◆ Goal
Turn the entries below into a two-column CSV with the headers "prompt" and "points". Each entry gets one row, with its text under "prompt" and its answer under "points". Put each field in double quotes, replace any line breaks with spaces, and leave out the pictures.

[Start Materials provided]

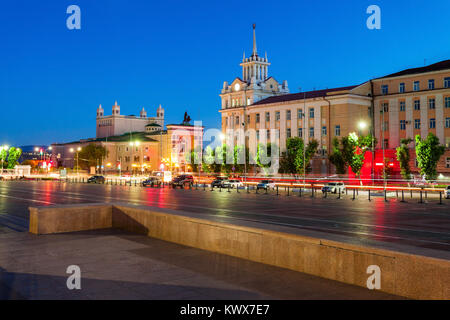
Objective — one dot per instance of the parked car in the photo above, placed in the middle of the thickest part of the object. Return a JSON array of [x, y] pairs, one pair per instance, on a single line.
[[96, 179], [182, 180], [219, 182], [266, 184], [233, 183], [152, 182], [334, 187]]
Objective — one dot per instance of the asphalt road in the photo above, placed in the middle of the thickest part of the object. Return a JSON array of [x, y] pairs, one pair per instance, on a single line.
[[426, 226]]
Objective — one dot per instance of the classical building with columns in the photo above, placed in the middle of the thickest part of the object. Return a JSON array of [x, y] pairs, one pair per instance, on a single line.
[[117, 124]]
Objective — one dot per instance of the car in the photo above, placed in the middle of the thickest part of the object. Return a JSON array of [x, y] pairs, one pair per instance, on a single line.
[[232, 183], [219, 182], [334, 187], [152, 182], [182, 180], [266, 184], [96, 179]]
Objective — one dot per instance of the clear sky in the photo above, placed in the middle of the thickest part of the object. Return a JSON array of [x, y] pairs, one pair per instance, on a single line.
[[178, 53]]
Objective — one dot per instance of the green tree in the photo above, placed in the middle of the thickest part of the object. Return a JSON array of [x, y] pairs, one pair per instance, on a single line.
[[13, 155], [337, 156], [292, 160], [403, 158], [355, 150], [428, 152], [91, 155]]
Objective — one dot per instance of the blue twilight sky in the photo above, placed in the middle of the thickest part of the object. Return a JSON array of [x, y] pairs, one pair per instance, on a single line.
[[178, 53]]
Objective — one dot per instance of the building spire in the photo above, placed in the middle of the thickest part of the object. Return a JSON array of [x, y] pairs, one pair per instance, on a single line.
[[254, 40]]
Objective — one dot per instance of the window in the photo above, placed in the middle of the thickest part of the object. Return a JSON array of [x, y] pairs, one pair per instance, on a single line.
[[337, 130], [447, 82], [402, 125], [431, 103], [417, 124], [432, 123]]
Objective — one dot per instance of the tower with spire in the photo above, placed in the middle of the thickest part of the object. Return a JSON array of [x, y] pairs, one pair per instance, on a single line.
[[255, 83]]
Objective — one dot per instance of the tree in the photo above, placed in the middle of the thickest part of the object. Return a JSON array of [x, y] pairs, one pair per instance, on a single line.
[[91, 155], [13, 155], [296, 156], [428, 152], [337, 157], [403, 158]]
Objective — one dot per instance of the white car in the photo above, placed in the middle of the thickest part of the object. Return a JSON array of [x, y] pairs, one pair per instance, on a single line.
[[334, 187], [234, 183]]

[End Materials provided]

◆ Solution
prompt,points
"Objective — one dot per instance of the parked car in the photo above, placed in the middle of the thickest part of the object. Return a JSON array of [x, y] pairs, one pair per instance, on a single line.","[[96, 179], [182, 180], [219, 182], [266, 184], [233, 183], [152, 182], [334, 187]]"
"Objective — one dot per instance of the asphalt road in the photo above, placed in the middle of the thickest part of the object. Return a JSON array of [x, y] pairs, one pair per instance, on a single line.","[[426, 226]]"
"Objective — one dot per instance of the classical building with columns in the photo above, placed in the middle of the thickest part of the object. Return a JSON array of [x, y] pairs, one pair per instance, on a single line.","[[117, 124]]"
"Objective — one dot per instance of the car in the photo above, placed in the middle of the thickest part of the object. Return a JSON array of [x, y] pairs, one pair per instance, on a single line.","[[232, 183], [219, 182], [334, 187], [152, 182], [182, 180], [266, 184], [96, 179]]"
"Objective — one dot per instance of the clear sky in the photo above, placed in the middle of the thickest part of the object. Return a JSON array of [x, y] pairs, one pair per instance, on a single line.","[[178, 53]]"
"Objective — one dot per instance of the green tree in the photo above, placed in the middle of the thickest part of the object. Return a JSON array of [x, y] pairs, one pair per instance, on a single line.","[[13, 155], [337, 156], [292, 160], [403, 158], [355, 150], [428, 152], [91, 155]]"
"Objective — one dot per instance of the blue twilight sky in the photo above, placed in the middle of the thickest part of the object. Return a JSON array of [x, y] pairs, one pair per instance, on a single line.","[[178, 53]]"
"Objective — one dot per instance of the building spire in the photo above, placed in the middle of the thickest part of the object. Return a JSON array of [x, y] pairs, one pair per instance, on a single line.","[[254, 40]]"
"Objective — one dot per instance of the window in the photo above, placed in the middle of the thickest part of the object. Return a JSON array of [x, y] pairs, one pair per instance, on a single line.","[[337, 130], [447, 82], [402, 125], [431, 103], [417, 124], [432, 123]]"
"Objective — one dot per instance of the tower with spire in the photo above, placed in the middle of the thickest part of the object. Return a JSON array of [x, y] pairs, one pair per instance, on a single line.","[[255, 83]]"
"Objective — one dot per instance of the tree in the photo above, placed in the middle of the thickest part of the object. Return a JSON array of [x, y] pairs, one pair per instance, on a single line.","[[91, 155], [13, 155], [296, 156], [428, 152], [337, 157], [403, 158]]"
"Objective — one dot per instance of the white car in the photo above, placed in the middle of the thickest part of the object. Return a JSON array of [x, y] pairs, one pair per instance, on a single line.","[[334, 187], [234, 183]]"